------ Stored data

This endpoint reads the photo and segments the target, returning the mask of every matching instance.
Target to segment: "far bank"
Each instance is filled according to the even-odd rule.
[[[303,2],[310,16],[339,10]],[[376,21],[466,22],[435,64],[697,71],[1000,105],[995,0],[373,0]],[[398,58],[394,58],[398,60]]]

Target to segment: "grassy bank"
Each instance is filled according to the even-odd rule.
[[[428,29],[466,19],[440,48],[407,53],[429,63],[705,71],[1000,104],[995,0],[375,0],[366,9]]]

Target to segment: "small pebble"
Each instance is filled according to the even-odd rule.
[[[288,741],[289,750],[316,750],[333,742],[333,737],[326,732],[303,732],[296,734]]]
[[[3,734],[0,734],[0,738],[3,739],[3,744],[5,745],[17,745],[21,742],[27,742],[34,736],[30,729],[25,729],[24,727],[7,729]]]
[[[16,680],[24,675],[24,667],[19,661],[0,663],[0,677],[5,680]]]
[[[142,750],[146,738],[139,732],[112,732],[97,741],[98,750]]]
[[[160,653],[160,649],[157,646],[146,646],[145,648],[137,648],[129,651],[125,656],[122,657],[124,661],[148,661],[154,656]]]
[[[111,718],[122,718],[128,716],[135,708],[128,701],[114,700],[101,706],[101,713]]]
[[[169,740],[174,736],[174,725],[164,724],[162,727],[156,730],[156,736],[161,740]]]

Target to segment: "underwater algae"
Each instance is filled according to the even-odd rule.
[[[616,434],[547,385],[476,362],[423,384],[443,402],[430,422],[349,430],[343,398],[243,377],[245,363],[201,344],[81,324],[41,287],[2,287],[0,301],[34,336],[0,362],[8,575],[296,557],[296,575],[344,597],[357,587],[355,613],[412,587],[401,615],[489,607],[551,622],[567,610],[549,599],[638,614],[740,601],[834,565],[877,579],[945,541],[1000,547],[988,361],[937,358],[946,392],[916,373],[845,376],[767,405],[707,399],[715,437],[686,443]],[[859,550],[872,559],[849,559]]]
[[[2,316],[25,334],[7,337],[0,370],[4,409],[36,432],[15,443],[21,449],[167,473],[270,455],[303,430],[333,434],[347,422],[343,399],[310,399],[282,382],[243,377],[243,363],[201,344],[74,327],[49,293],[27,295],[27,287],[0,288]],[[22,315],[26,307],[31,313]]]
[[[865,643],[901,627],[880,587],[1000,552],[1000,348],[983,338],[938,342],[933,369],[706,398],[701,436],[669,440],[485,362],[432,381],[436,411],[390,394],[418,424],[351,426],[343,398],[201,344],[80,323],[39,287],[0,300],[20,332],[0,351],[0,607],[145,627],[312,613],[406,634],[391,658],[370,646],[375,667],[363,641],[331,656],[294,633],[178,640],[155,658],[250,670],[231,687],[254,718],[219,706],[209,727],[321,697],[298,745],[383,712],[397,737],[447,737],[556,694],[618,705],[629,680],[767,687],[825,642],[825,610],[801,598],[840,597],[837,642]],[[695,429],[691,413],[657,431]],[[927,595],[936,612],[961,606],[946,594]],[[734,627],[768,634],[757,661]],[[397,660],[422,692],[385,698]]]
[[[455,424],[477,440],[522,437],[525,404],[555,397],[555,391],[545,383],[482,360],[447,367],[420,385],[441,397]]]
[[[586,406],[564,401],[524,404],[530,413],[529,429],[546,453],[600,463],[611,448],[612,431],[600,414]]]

------------

Task prompt - Among the lines above, find those holding "bank" and copy each one.

Answer below -
Target to segment: "far bank"
Target to segment: "grassy bank"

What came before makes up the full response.